**THE TASK:** The lines to be copied run from the one containing "and green scarf." to the end of the material below; reproduce them exactly, including both ends, and nothing more.

**Data records:**
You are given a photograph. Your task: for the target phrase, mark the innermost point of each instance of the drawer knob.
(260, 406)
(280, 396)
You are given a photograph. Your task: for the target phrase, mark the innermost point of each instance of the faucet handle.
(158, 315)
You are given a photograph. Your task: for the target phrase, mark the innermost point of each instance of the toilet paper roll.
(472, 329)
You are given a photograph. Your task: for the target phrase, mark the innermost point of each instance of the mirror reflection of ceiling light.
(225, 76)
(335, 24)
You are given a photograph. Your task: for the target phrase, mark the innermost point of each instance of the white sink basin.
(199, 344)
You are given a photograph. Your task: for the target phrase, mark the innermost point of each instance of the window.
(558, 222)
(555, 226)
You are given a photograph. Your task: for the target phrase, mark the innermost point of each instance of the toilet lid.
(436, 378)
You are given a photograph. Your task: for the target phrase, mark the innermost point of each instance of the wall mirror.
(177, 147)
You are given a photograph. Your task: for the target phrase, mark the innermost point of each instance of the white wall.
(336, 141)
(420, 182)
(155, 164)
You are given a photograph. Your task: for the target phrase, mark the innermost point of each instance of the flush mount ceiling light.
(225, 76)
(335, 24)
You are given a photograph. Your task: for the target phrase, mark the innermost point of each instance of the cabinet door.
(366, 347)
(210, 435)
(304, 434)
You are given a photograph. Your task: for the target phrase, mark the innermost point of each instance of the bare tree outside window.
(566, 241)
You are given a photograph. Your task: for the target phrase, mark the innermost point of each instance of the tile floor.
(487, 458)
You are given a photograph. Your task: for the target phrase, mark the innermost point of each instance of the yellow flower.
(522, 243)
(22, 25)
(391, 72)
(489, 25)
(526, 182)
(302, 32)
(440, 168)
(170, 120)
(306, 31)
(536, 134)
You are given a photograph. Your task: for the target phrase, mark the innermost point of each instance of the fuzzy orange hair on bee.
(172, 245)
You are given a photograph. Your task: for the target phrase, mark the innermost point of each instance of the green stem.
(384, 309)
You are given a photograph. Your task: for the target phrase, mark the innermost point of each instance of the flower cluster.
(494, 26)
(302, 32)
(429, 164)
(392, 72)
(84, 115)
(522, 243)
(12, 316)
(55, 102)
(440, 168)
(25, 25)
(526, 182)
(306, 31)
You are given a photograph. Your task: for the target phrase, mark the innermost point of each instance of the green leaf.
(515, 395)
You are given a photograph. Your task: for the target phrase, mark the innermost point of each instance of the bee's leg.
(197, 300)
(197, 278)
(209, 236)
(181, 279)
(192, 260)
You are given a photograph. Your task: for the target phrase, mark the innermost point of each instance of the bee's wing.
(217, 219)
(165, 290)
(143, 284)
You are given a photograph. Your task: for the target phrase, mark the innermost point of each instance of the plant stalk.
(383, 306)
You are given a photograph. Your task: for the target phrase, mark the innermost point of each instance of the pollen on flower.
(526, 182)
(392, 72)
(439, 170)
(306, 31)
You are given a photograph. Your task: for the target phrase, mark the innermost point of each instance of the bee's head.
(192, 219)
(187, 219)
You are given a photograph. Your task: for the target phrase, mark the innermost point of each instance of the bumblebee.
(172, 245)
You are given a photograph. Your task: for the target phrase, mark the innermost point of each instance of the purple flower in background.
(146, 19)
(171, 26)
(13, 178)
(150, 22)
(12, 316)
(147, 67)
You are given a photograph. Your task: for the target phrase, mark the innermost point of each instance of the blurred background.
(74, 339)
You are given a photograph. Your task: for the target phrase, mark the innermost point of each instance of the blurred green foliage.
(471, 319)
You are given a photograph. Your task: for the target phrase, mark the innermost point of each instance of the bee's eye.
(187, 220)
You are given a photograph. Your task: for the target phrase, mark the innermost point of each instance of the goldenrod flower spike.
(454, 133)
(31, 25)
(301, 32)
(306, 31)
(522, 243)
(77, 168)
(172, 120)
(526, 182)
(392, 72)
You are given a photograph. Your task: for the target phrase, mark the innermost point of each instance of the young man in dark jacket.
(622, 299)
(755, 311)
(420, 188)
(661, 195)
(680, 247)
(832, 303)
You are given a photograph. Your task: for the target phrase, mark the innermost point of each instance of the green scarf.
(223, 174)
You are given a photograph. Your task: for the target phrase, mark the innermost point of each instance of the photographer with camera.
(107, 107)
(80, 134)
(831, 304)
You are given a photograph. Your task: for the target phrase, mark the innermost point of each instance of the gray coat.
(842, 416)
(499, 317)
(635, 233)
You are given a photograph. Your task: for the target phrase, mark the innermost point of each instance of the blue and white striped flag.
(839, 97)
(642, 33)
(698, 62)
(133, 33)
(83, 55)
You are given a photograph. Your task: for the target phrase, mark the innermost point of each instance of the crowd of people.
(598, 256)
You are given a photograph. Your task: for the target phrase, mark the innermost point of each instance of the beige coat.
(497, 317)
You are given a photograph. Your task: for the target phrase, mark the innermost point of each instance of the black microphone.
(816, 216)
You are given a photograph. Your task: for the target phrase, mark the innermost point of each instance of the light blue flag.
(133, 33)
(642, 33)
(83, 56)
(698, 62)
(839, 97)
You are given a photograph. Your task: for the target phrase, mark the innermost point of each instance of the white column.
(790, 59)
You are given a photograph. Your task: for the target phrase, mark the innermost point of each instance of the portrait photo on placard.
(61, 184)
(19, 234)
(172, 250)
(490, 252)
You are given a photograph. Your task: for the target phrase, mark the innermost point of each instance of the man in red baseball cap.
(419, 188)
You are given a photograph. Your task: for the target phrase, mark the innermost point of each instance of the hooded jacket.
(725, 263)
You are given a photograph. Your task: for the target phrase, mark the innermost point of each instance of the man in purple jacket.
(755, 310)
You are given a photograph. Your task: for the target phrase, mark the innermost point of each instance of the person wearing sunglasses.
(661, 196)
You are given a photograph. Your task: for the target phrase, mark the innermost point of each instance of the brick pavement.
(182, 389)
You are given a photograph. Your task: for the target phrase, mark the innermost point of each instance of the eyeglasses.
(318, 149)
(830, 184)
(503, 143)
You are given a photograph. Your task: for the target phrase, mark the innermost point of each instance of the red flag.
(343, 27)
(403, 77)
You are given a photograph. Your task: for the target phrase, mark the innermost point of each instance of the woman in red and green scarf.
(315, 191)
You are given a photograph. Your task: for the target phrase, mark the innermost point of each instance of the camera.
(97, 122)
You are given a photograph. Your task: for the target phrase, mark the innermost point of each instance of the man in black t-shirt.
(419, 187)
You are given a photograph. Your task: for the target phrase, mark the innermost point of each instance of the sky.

**RESPONSE TO THE TASK:**
You are given a photograph. Your task: for the target phrase, mark the innermost point of each instance of the woman in red and green scarf.
(315, 191)
You are given a photograph. Your task: for the target phrase, mark the innermost point of each instance of the camera.
(97, 122)
You are given a photograph. Your task: for the target phrase, mark the innermost point of each instance of the man in black t-shirt.
(419, 187)
You are given a photograph. Your task: for the target phrase, mark the innermost point of each instance of the sky.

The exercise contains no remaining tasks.